* Exercise aim *
Count the lines below that contain the word "spiral", and give only that number.

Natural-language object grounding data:

*** Block opens ***

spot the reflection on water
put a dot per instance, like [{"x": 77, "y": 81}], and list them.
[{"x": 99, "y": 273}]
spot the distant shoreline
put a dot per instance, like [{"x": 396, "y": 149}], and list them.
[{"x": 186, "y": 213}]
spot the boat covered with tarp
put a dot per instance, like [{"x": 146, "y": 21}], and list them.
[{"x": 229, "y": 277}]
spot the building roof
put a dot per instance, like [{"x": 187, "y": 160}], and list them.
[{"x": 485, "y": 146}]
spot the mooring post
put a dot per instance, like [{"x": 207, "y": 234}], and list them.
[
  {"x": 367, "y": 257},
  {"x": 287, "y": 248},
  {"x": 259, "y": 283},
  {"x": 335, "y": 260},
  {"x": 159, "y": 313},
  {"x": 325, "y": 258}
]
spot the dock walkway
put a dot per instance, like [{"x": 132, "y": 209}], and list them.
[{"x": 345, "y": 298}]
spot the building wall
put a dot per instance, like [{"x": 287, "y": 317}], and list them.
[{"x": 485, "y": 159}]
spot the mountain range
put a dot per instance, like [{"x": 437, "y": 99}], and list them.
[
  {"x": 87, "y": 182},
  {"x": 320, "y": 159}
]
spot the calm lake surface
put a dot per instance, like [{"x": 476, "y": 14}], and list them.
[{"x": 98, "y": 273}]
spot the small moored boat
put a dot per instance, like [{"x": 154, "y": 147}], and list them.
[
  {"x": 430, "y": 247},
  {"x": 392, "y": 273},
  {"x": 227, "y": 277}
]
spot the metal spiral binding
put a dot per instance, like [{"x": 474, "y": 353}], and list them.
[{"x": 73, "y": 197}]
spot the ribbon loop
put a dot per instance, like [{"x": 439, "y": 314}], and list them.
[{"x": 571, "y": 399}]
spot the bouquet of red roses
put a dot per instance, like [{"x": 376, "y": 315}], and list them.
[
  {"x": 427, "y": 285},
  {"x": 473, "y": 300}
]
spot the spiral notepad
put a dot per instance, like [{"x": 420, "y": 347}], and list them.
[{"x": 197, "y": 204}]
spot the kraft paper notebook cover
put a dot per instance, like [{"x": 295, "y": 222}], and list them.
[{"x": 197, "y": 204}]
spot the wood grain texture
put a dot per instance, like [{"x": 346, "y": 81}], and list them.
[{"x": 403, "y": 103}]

*** Block closes ***

* Expected output *
2